[Input records Boundary: Start]
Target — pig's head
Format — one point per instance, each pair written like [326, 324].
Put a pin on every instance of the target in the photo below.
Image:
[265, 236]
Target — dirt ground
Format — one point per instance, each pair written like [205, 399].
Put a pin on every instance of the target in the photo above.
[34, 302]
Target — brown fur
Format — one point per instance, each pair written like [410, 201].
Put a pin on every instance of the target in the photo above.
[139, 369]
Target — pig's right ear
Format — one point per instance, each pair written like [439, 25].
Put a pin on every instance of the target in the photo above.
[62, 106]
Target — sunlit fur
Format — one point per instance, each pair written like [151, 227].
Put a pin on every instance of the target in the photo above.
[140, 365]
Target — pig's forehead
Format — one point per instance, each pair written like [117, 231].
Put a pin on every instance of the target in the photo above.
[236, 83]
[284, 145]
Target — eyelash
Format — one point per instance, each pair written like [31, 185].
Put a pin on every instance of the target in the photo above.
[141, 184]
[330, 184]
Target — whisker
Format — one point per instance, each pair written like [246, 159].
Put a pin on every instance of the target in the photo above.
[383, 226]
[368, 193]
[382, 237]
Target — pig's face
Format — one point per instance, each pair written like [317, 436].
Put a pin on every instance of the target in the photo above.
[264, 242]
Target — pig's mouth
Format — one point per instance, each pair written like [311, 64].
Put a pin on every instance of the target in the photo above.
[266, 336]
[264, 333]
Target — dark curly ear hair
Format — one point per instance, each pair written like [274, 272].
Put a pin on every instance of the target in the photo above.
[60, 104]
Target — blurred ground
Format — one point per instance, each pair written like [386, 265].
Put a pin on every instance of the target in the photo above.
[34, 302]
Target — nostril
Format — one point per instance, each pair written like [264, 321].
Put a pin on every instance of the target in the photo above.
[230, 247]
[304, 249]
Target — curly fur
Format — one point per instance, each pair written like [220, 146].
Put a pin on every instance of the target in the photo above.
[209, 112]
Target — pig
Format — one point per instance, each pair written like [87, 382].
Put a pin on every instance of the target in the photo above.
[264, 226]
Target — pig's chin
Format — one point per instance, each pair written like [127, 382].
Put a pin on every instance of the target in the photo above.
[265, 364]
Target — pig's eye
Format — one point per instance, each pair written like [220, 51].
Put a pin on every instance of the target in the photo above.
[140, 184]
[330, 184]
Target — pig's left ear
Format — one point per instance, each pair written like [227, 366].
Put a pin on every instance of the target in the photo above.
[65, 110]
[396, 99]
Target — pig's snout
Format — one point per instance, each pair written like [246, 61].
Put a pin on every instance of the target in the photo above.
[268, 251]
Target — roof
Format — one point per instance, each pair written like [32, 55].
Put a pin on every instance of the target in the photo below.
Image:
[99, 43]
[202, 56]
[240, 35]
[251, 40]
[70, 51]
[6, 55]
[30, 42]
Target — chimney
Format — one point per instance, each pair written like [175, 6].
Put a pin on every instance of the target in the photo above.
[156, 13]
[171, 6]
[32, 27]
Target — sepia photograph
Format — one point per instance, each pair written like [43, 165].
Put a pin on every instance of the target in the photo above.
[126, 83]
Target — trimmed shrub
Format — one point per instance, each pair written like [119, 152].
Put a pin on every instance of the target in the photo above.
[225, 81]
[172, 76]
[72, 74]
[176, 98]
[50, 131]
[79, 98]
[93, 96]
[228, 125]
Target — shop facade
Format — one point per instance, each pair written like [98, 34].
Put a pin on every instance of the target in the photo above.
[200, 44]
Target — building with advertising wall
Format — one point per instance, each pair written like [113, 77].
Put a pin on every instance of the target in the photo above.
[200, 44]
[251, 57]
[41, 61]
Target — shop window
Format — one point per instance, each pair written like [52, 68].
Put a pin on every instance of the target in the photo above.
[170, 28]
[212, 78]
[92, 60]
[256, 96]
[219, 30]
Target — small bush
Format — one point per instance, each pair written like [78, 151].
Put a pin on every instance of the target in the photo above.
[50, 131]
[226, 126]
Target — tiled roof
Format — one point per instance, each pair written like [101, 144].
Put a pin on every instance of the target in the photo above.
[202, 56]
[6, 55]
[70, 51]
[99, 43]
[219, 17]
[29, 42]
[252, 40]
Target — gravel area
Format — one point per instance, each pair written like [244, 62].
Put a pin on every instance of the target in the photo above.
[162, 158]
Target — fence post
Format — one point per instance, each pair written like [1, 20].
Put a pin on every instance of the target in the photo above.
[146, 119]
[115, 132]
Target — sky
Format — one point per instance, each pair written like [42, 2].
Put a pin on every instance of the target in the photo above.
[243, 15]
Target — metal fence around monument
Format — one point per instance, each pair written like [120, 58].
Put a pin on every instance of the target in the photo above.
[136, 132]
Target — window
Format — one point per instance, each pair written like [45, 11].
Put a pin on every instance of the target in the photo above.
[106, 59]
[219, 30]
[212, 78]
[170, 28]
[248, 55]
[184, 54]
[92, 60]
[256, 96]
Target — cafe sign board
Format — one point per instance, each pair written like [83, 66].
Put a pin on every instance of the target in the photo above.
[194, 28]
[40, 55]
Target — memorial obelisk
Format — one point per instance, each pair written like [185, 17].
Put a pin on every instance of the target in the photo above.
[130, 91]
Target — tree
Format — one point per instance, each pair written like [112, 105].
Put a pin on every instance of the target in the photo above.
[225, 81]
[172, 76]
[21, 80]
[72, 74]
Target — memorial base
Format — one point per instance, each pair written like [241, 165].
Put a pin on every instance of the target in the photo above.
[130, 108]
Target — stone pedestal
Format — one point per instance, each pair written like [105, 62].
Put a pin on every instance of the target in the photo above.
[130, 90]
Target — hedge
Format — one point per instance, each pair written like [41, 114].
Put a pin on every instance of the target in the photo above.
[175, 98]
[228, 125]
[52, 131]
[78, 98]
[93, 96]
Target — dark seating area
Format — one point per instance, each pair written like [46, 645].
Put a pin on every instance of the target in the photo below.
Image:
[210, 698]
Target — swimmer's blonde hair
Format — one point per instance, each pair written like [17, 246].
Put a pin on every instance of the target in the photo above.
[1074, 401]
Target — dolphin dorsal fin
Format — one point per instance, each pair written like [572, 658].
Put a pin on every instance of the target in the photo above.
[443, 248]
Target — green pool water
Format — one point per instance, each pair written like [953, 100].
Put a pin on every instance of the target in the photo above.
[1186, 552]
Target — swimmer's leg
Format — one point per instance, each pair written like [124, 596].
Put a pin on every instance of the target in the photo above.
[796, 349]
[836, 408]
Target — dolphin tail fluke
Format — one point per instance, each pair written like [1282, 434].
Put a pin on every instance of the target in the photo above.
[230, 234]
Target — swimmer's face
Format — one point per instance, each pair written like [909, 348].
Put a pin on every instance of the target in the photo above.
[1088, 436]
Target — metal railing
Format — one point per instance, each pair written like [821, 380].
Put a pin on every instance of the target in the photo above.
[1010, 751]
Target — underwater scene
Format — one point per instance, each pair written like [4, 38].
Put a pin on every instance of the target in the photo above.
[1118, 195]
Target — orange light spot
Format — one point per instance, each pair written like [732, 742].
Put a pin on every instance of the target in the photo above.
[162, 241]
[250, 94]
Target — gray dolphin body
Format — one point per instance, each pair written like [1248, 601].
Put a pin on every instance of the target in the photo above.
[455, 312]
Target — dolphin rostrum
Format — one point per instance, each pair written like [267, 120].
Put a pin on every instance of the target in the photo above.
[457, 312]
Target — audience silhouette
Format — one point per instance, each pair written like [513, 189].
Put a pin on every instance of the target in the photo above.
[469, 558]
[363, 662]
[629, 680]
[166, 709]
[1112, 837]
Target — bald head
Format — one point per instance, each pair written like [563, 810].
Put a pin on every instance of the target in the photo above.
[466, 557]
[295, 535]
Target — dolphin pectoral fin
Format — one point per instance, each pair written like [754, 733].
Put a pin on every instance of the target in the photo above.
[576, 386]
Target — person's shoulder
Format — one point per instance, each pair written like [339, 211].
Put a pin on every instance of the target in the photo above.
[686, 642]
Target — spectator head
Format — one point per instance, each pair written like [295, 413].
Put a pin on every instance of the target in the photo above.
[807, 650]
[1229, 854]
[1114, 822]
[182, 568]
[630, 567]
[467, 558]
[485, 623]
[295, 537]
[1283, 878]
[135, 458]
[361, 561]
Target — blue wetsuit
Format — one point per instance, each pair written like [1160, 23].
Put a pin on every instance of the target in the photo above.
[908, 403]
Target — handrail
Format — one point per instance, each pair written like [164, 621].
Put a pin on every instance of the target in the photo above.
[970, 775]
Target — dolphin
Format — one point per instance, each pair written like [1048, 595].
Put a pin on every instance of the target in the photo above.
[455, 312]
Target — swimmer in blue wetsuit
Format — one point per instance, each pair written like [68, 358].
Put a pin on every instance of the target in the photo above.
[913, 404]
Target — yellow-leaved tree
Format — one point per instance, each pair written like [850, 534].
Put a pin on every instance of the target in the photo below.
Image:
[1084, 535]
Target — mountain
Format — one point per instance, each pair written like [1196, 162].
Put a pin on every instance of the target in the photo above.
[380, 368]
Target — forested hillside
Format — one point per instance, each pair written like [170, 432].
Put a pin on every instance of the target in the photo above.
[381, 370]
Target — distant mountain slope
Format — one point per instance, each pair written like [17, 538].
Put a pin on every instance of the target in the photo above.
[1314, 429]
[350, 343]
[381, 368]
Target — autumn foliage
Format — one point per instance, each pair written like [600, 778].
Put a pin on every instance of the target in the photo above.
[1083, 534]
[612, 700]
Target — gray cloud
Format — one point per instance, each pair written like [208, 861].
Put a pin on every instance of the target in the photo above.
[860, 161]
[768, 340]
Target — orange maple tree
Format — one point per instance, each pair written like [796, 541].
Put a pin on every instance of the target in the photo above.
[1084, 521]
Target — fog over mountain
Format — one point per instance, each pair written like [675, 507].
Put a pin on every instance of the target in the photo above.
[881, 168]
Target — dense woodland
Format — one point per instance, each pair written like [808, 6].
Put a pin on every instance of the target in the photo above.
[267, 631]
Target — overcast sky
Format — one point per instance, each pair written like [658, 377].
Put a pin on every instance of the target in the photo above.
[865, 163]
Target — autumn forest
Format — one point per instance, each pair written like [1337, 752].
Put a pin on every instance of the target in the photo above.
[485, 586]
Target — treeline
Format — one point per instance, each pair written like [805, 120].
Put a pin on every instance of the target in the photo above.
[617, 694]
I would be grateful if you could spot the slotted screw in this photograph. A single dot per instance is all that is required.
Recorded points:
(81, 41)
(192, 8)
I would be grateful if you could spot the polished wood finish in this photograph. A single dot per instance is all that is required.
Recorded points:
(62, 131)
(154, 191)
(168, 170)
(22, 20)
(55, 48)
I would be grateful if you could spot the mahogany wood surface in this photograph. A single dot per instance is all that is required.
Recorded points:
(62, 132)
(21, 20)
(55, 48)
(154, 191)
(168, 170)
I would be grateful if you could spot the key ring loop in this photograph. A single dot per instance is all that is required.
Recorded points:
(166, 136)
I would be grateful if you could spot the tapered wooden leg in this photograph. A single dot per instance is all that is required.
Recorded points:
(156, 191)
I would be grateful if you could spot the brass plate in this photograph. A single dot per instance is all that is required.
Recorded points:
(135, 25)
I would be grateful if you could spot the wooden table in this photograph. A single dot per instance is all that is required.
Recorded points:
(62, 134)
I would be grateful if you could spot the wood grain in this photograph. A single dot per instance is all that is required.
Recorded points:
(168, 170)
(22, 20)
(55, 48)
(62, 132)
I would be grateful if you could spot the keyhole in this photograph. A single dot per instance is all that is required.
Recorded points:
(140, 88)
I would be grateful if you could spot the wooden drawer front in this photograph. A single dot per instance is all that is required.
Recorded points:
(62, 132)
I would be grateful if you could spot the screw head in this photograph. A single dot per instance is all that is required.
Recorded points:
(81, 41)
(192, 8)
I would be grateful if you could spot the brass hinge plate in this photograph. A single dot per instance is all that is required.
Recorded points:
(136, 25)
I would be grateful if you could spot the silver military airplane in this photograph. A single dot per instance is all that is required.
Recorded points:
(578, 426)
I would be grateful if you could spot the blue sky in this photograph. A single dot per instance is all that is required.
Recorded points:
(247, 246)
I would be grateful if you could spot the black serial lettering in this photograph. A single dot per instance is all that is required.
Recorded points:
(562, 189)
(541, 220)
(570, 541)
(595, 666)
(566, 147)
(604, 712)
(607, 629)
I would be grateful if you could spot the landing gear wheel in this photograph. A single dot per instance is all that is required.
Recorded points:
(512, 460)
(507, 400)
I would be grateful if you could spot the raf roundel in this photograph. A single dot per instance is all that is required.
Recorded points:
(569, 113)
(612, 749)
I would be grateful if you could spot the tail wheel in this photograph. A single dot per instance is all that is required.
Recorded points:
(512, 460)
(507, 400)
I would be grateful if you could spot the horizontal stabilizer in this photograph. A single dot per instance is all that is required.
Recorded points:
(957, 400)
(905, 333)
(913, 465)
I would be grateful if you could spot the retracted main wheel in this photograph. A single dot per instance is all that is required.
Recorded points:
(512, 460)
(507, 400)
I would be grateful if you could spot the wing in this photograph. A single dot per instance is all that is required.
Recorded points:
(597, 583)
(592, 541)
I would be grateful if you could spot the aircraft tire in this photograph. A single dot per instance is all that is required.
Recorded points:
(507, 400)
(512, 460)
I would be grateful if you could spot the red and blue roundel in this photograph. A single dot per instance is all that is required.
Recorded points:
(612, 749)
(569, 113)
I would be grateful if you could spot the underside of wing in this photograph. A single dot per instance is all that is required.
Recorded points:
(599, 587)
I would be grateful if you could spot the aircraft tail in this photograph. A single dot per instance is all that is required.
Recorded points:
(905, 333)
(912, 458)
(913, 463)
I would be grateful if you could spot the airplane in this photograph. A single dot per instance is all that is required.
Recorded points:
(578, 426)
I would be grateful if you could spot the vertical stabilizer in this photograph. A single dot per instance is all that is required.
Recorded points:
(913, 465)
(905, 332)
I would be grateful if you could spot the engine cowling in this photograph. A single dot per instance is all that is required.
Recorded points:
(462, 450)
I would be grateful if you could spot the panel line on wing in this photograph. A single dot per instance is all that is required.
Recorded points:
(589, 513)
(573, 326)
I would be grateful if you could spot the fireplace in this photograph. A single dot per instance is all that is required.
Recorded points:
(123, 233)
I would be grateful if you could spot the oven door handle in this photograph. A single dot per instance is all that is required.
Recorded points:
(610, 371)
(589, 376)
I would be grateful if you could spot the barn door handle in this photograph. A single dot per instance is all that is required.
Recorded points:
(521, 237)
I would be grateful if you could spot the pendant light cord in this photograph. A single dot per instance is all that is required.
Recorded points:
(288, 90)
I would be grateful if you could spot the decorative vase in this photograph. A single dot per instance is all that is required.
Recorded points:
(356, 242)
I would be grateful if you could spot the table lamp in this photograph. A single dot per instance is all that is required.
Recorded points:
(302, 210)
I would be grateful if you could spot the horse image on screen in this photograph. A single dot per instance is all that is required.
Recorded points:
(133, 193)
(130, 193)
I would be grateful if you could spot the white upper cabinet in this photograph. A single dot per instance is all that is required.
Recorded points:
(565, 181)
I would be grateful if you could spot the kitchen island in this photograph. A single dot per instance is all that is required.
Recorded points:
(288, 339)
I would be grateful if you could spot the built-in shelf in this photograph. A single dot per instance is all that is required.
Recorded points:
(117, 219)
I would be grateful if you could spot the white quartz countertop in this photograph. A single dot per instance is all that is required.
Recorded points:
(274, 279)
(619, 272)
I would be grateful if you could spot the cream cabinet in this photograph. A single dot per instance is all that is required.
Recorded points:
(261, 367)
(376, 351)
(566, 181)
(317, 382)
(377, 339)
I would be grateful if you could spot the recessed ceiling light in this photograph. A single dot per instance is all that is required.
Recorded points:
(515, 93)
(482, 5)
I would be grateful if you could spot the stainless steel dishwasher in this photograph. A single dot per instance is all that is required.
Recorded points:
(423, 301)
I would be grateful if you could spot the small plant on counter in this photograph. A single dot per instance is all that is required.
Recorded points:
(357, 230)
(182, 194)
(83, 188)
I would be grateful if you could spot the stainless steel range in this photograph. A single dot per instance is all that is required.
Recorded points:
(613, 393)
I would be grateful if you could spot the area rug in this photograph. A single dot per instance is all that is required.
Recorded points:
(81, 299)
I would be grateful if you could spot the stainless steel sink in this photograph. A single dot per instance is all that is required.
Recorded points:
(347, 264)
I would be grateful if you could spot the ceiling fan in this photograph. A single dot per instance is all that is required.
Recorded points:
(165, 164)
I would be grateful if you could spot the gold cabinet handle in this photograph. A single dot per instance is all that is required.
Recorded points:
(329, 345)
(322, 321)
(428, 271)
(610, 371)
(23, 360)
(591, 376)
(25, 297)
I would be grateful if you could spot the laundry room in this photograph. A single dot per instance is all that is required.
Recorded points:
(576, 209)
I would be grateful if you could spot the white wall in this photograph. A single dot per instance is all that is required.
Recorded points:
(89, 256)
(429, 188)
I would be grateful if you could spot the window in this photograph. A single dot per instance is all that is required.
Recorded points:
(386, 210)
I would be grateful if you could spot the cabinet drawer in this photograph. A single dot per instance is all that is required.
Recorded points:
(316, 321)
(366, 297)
[Input records Boundary: End]
# [Task statement]
Repeat the material word for word from its opening line up to and including the line containing "like [205, 399].".

# [Answer box]
Target — pig's head
Format — one point per instance, each pair written like [326, 324].
Put a pin on every instance of the target in the photo below.
Image:
[265, 236]
Target — dirt ground
Format — one point per instance, each pair written like [205, 399].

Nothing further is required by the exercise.